(Quoted text):
= Elton Fax =

American artist (1909–1993)

Elton Clay Fax (October 9, 1909 – May 13, 1993) was an American illustrator, cartoonist, and writer.

==Early life and education==
Elton Clay Fax was born in 1909, in Baltimore, Maryland, the son of Mark Oakland Fax and Willie Estelle Fax. His father was a stevedore at the Baltimore Railroad Depot; his mother was a seamstress. Elton Fax graduated from Frederick Douglass High School in 1926, where he was classmates with Cab Calloway, who became a noted musician.

Fax first attended Claflin College, a historically black college in Orangeburg, South Carolina, but transferred north to Syracuse University in New York state. There he earned a Bachelor of Fine Arts degree in 1931. Soon after college he was featured in a solo art show at the offices of the Baltimore Afro-American newspaper.

==Career==
Elton Fax taught art at the Harlem Community Art Center in New York beginning in 1934. He also worked with the Works Project Administration (WPA) Federal Art Project, a government financial assistance program for artists during the Great Depression. Fax was an illustrator for magazines such as Weird Tales, Astounding Science-Fiction, Complete Cowboy, Real Western, Story Parade, Child Life, and All Sports.

In 1942 he began a newspaper comic named Susabelle, and later an illustrated history panel, They'll Never Die; both were carried in African-American newspapers. He also created greeting card illustrations for The Links.

During the 1940s Fax worked for several comic companies as a cartoonist, including Continental Features Syndicate, a group that sold comic books throughout black communities. Some other companies he worked for as a cartoonist included Funnies Inc., Quality Comics, and Novelty Comics.

Books that Fax wrote and illustrated include West African Vignettes (1960), Contemporary Black Leaders (1970), Seventeen Black Artists (1972), Garvey (1972, a biography of Marcus Garvey), Through Black Eyes: Journeys of a Black Artist to East Africa and Russia (1974), Black Artists of the New Generation (1977), and Hashar (1980).

In addition, Fax illustrated books by such children's authors as Georgene Faulkner and Verna Aardema. He also created dust jacket art for various publishers, as well as a literacy pamphlet for the Pan American Union. Among the books he illustrated are Paul Cuffee: America's First Black Captain (1970) by Johanna Johnston, and Take a Walk in Their Shoes (1989) by Glennette Turner.

From 1949 to 1956, Fax was a "chalk talk artist" with the New York Times Children's Book Program. As he presented stories to children's groups, he also spontaneously illustrated them.

Fax was sponsored by the U.S. State Department for travel in Latin America in 1955, and a period as a lecturer in East Africa in 1963. After living in Mexico and traveling through Bolivia, Argentina, and Uruguay, Fax wrote in his article "It's Been a Beautiful but Rugged Journey" about feeling concerned after the United States Embassy asked him if he had seen any "communist activity".

While in East Africa, he also toured Nigeria with jazz musician Randy Weston on a trip sponsored by the American Society of African Culture (AMSAC). As one of fourteen AMSAC representatives at a meeting of the Congress of Black Writers and Artists in Rome in 1959, he reported on what happened at the meeting for the New York Age.

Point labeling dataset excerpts
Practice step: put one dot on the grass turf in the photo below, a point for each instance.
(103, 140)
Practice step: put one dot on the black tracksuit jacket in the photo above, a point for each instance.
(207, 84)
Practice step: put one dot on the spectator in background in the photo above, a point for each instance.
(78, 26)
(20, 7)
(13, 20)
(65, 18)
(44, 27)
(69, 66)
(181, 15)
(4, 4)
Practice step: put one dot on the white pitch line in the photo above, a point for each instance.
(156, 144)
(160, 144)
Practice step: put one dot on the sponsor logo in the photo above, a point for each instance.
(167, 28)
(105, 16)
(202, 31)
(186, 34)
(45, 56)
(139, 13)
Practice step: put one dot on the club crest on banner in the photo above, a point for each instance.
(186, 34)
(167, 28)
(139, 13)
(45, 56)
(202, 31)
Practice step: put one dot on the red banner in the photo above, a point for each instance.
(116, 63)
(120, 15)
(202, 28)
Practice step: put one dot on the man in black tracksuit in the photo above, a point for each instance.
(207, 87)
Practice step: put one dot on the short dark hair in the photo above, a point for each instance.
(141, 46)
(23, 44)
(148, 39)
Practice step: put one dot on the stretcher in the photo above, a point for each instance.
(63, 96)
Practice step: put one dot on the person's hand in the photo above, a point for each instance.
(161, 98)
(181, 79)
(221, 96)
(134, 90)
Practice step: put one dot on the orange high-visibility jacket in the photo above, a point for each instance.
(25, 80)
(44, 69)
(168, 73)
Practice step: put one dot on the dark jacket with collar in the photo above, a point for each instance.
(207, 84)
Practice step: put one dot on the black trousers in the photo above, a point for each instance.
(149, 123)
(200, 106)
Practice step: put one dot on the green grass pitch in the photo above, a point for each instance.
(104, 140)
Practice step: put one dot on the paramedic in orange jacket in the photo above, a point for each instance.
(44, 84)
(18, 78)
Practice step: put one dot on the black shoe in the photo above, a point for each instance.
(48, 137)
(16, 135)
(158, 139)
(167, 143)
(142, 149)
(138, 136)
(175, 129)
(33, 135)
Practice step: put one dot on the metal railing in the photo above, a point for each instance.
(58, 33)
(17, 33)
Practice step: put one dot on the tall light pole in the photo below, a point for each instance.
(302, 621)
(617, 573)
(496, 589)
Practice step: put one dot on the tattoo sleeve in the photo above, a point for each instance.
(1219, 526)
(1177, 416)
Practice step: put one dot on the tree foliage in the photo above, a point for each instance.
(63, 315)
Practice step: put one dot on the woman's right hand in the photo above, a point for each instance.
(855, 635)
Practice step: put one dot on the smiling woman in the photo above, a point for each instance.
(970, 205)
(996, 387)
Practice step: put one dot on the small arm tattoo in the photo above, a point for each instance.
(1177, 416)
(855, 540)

(Parts of the exercise):
A - From the Elton Fax article above, retype the passage starting at "In addition, Fax" and ending at "by Glennette Turner.".
B - Using the Elton Fax article above, decide whether each statement agrees with it. Answer yes or no for each, and quote the words from the article that settle it.
(i) Fax earned a Bachelor of Fine Arts degree from Syracuse University in 1931.
(ii) Fax's mother worked as a stevedore.
(iii) Fax started teaching art at the Harlem Community Art Center in 1934.
C - Carry on the Elton Fax article above from where it stops.

(Solved tasks):
A -
In addition, Fax illustrated books by such children's authors as Georgene Faulkner and Verna Aardema. He also created dust jacket art for various publishers, as well as a literacy pamphlet for the Pan American Union. Among the books he illustrated are Paul Cuffee: America's First Black Captain (1970) by Johanna Johnston, and Take a Walk in Their Shoes (1989) by Glennette Turner.

B -
(i) Yes: "There he earned a Bachelor of Fine Arts degree in 1931."
(ii) No: "His father was a stevedore at the Baltimore Railroad Depot; his mother was a seamstress."
(iii) Yes: "Elton Fax taught art at the Harlem Community Art Center in New York beginning in 1934."

C -
After his time in Rome, Fax toured Africa, visiting such countries as Nigeria, Sudan, Egypt, and Ethiopia. He drew from these trips for sketches published in his first book, West African Vignettes. Fax's drawings were also used in the United States Information Agency film series Adventure Africa. Fax returned to Europe for the Union of Soviet Writers meetings in 1971 and 1973 and the Bulgarian Writers' Conference in 1977.

Fax was a fellow at the MacDowell Colony in 1968. He received a Rockefeller Foundation Research Grant in 1976 to travel to Italy. Other awards included the Coretta Scott King Award from the American Library Association in 1972 and the Chancellor's Medal from Syracuse University in 1990.

==Personal life and legacy==
In 1929, Elton Fax married Grace Elizabeth Turner. They had three children together. The family lived in Mexico for several years in the 1950s and traveled widely. His second wife was Elizabeth V. Murrell, a social worker.

Elton Fax died in 1993, age 83, in Queens, New York. He was the older brother of music scholar Mark Fax.

Sue Bailey Thurman donated some of Elton Fax's visual art to Heritage Hall at Livingstone College in 1973. His papers are housed at the New York Public Library, Boston University, and Syracuse University.

== Selected works ==
- Through Black Eyes: Journeys of a Black Artist to East Africa and Russia (1960)
- West African Vignettes (1960)
- Contemporary Black Leaders (1970)
- Seventeen Black Artists (1971)
- Garvey: The Story of a Pioneer Black Nationalist (1972)
- Black Artists of the New Generation (1977)
- Elyuchin (1984)
- Hashar (1980)
- Soviet People as I Knew Them (1988)

===Illustrator only===

- Dr. George Washington Carver, Scientist by Shirley Graham Du Bois and George Dewey Lipscomb (1944)
- Almena's Dogs by Regina Jones Woody (1954)
- Tales from the Story Hat by Verna Aardema (1960)
- The Na of Wa by Verna Aardema (1960)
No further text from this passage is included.